====== PAGE EXCERPT

19 Pentecost
At first the Gospel reading today seems to focus on the issue of marriage and divorce, issues as controversial then as now. But Jesus goes on to elevate children and childlikeness to center stage. Not only are we to receive children, but children in their trust and ready love portray the ground of Christian being. We too are to trust, to open ourselves, to offer love. We are not made to be ourselves alone. The ultimate question is not who I am but who I am in relationship to God and to others. The lessons chosen for today underline this. Genesis, in describing the relationship between a man and a woman, gives us the foundation for marriage. After a lonely man names every creature and plant, and in so doing gives them reality, he remains solitary, lacking something essential to complete him.
First reading and psalm: Alternate: Gen. 2:18-24 • Ps. 8 |
Left alone with his pets and his garden, Adam might have been content. Many humans are content to live in such a state and live happy and contented lives. They may be fruitful and multiply as their faith and trust draws to them friends and acquaintances. On the other hand they may draw into themselves and live morose and miserable lives, repelling contact and living in suspicion and fear. Adam sleeps. Sometimes sleep is the refuge of the troubled or the lonely. He awakes to discover that God has given him a companion, a woman, sharing the frame of mutual humanity.
Jesus is confronted with a question about failure, about whether the union of a man and a woman, a union forged by God, for the benefit of a man and a woman, as they live for each other and for him, may be set aside. Jesus laments an easy legalism that puts a woman at the mercy of a man’s whim. Instead he sets a high standard that applies equally to both. Jesus does not replace one legalism with another, harsher one. He takes his listeners back to the Genesis story, and anchors marriage in creation. Marriage is not just a social convention.

============
====== RAW DATA

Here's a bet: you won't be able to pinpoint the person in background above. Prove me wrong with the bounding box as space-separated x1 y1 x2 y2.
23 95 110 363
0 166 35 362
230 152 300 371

============

Can you continue the Pentecost reflection on marriage and childlikeness, starting after its final sentence? The listing has nothing to do with the Pentecost reflection and comes from a separate source.

# [TASK ANSWER]
Any action we commit that in practice denies what God has made and wills is sinful. Sin is living as if God is not. It is practiced atheism. God created marriage. He made it not only to give comfort and abiding friendship to a man and a woman, but also to secure a safe and nurturing environment for children. That intention may fail. We may fail. Marriages fail, and people remarry. Jesus names the sin involved: adultery. If he had not named the sin, it would have no reality. Of course we flinch and recoil when we hear the sin defined. We may plead a special case to justify what we have done. In the end, we kneel and confess. That God forgives our failures does not lessen the sin; it magnifies grace.
Almighty and everlasting God, you are always more ready to hear than we to pray, and to give more than we either desire or deserve: Pour upon us the abundance of your mercy, forgiving us those things of which our conscience is afraid, and giving us those good things for which we are not worthy to ask, except through the merits and mediation of Jesus Christ our Savior; who lives and reigns with you and the Holy Spirit, one God, for ever and ever. Amen.
Look It Up
Read Gen. 2:18-24 and Mark 10:2-16.
Think About It
Why is it so hard for us to admit our sins and failings and to believe with the trust of a little child?